Reflecting on Howard Penrose’s opinion piece for The RAM Review this week (see link below), I agree it is high time to recognize the hard work that maintenance trade workers continue to do. Because they are often working behind the scenes or blended in with other workers, they rarely stand out. As Howard points out, however, in these challenging times, some people could now be taking closer notice than they once did of trades going to and from work and on the job.


Click Here To Read Howard Penrose’s Article
“Let’s Give A Big Hand to The Trades”


But back to my friend, the maintenance manager. . .

It seems as though his plant’s general management is beginning to wonder about the site’s maintenance workers, as in coming up with questions and comments such as, “Why do they need to keep coming in to work? We’re shutting down.” And, “We’d better have them keep a list of what they’re planning on doing, so we can see if it is really necessary.”

Aarrgghh! What about the scheduled PMs (and the ones that were missed)? What about the maintenance and repair (M&R) backlogs? What about those improvement projects that were put on the back burner and basically hidden away in a dark closet somewhere?

Unbeknownst to many in top management, the job of maintenance is not just about fixing things that broke. Maintenance is really about sustaining a desired level of performance and avoiding interruptions. Maintenance also includes periodically running equipment to keep it operational.

And we certainly can’t forget about plant utilities. While the HVAC may be cut back, and compressed air shut down, there may be other life-supporting and environmental-related requirements for operating and monitoring a site’s equipment.

OBJECTIVE: Repeat word for word the part of the maintenance piece running from "But back to" down to "dark closet somewhere?".

EXTRACTED RECORDS:
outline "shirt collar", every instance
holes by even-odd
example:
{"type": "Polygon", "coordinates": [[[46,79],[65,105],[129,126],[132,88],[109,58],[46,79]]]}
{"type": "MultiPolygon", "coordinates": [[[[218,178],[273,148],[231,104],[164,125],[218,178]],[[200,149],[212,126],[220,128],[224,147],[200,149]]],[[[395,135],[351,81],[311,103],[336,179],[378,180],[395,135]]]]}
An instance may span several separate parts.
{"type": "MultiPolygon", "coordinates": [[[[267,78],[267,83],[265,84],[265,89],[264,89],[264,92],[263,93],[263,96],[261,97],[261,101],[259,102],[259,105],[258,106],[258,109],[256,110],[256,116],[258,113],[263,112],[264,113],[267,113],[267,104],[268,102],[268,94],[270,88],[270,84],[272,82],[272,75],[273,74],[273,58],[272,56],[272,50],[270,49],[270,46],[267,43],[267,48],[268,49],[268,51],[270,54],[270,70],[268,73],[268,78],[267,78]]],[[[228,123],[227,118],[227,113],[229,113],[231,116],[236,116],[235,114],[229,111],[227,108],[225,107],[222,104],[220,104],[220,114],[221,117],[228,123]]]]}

RIGHT ANSWER:
But back to my friend, the maintenance manager. . .

It seems as though his plant’s general management is beginning to wonder about the site’s maintenance workers, as in coming up with questions and comments such as, “Why do they need to keep coming in to work? We’re shutting down.” And, “We’d better have them keep a list of what they’re planning on doing, so we can see if it is really necessary.”

Aarrgghh! What about the scheduled PMs (and the ones that were missed)? What about the maintenance and repair (M&R) backlogs? What about those improvement projects that were put on the back burner and basically hidden away in a dark closet somewhere?